Items from a data source
....................

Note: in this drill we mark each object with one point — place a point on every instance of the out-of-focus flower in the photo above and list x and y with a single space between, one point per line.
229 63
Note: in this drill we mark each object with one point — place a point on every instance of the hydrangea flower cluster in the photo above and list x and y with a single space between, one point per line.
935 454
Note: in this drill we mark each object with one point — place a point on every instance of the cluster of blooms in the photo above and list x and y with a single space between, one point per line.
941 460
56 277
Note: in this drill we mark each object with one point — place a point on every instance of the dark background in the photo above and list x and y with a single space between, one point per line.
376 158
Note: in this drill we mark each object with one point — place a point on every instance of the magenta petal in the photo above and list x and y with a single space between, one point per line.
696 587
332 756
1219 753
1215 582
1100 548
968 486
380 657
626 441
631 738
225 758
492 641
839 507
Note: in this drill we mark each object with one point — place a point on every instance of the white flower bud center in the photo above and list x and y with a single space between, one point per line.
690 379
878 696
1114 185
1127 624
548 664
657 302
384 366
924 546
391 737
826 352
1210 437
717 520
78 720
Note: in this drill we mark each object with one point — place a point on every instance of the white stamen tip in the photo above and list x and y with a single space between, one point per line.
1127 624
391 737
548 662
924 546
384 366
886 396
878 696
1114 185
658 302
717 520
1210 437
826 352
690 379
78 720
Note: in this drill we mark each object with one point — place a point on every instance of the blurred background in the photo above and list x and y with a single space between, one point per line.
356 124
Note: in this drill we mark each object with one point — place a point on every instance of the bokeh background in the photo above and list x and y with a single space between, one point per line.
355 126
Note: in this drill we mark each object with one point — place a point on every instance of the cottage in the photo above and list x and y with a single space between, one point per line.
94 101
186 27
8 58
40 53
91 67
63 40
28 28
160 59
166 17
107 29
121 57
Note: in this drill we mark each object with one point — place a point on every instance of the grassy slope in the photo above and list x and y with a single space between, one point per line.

....................

> **Problem requirements**
Give exactly, and nothing besides, the lines from the one in which "of the bokeh" occurs through the end of the records.

> **Written response**
Note: in this drill we mark each object with one point — place a point on every instance of the bokeh background in the photo above and list x and y with a single space between, one point per line.
355 126
Note: in this drill we mark each object with one point — place a point on every instance of the cottage in the photo above and list x and y with a single space between, one point per line.
94 101
186 27
8 58
40 53
91 67
63 40
28 28
160 59
166 17
107 29
121 57
Note: in this drill we mark each object with one point — place a point on every instance of the grassy slope in the photo above and list x and y with a single space between, one point per line.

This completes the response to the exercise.